Entries supplied =>
((
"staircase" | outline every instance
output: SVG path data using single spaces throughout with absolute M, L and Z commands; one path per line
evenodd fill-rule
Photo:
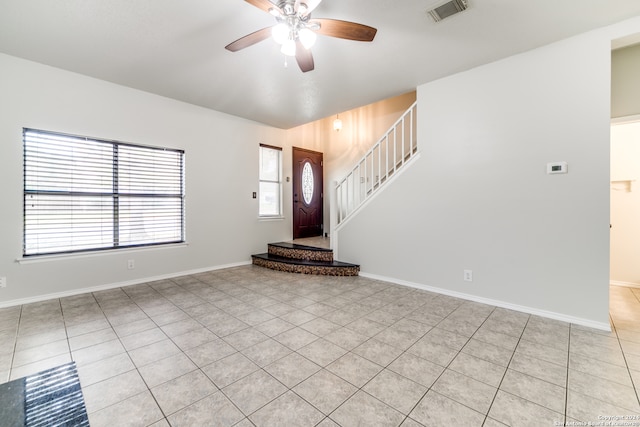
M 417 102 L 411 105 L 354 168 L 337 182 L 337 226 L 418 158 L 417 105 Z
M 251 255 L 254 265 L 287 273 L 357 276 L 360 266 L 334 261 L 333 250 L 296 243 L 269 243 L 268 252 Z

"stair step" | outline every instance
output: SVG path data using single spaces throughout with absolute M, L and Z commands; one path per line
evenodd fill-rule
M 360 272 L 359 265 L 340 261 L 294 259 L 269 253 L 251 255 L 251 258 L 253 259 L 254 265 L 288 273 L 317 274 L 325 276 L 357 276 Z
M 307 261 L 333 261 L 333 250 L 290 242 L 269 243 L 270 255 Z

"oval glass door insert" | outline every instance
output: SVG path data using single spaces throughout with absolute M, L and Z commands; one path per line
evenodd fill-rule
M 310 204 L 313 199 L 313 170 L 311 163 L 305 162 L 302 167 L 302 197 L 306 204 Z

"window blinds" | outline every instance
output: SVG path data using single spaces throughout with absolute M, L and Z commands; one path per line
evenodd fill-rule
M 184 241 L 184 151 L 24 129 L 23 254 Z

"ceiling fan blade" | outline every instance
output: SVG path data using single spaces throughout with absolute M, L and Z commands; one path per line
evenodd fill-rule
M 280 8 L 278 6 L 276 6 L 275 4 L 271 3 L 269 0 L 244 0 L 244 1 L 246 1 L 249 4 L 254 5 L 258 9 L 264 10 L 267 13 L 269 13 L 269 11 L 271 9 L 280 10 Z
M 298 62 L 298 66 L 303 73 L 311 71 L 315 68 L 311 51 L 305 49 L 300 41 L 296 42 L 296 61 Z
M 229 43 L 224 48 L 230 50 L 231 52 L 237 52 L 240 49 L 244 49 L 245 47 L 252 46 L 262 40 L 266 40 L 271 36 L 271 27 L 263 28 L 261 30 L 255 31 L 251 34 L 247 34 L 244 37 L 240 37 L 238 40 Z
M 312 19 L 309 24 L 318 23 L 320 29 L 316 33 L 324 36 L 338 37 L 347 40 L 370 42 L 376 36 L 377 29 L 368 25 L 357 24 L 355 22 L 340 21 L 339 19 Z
))
What you need to do => The records shown above are to be repeated exactly, with the pictures left out.

Result =>
"staircase" | outline every instance
output: SVG path data using single spaces throughout with absolute M, L and Z commands; one path per line
evenodd fill-rule
Photo:
M 417 102 L 411 105 L 354 168 L 337 182 L 337 226 L 418 158 L 417 105 Z
M 251 255 L 254 265 L 287 273 L 357 276 L 360 266 L 334 261 L 333 250 L 296 243 L 269 243 L 268 252 Z

"stair step" | outline every instance
output: SVG path data using single spaces throughout with absolute M, L and Z commands; one path per line
evenodd fill-rule
M 360 272 L 359 265 L 340 261 L 294 259 L 269 253 L 251 255 L 251 258 L 253 259 L 254 265 L 288 273 L 317 274 L 325 276 L 357 276 Z
M 307 261 L 333 261 L 333 250 L 290 242 L 269 243 L 270 255 Z

"oval glass door insert" | outline every instance
output: SVG path data using single spaces throughout with absolute M, L and Z commands; one path per line
evenodd fill-rule
M 310 204 L 313 199 L 313 170 L 311 163 L 305 162 L 302 167 L 302 197 L 306 204 Z

"window blinds" | outline every instance
output: SVG path data using single spaces throughout with absolute M, L and Z commands; one path per line
evenodd fill-rule
M 184 241 L 184 151 L 24 129 L 23 254 Z

"ceiling fan blade" | outline every instance
output: SVG path data using single spaces throughout with absolute M, L and Z commands; one path per line
evenodd fill-rule
M 280 8 L 278 6 L 276 6 L 275 4 L 271 3 L 269 0 L 244 0 L 244 1 L 246 1 L 249 4 L 254 5 L 258 9 L 264 10 L 267 13 L 269 13 L 269 11 L 271 9 L 280 10 Z
M 298 62 L 298 66 L 303 73 L 311 71 L 315 68 L 311 51 L 305 49 L 300 41 L 296 42 L 296 61 Z
M 229 43 L 224 48 L 230 50 L 231 52 L 237 52 L 240 49 L 244 49 L 245 47 L 252 46 L 262 40 L 266 40 L 271 36 L 271 27 L 263 28 L 261 30 L 255 31 L 251 34 L 247 34 L 244 37 L 240 37 L 238 40 Z
M 312 19 L 309 24 L 318 23 L 320 29 L 316 33 L 324 36 L 338 37 L 347 40 L 370 42 L 376 36 L 377 29 L 368 25 L 357 24 L 355 22 L 340 21 L 339 19 Z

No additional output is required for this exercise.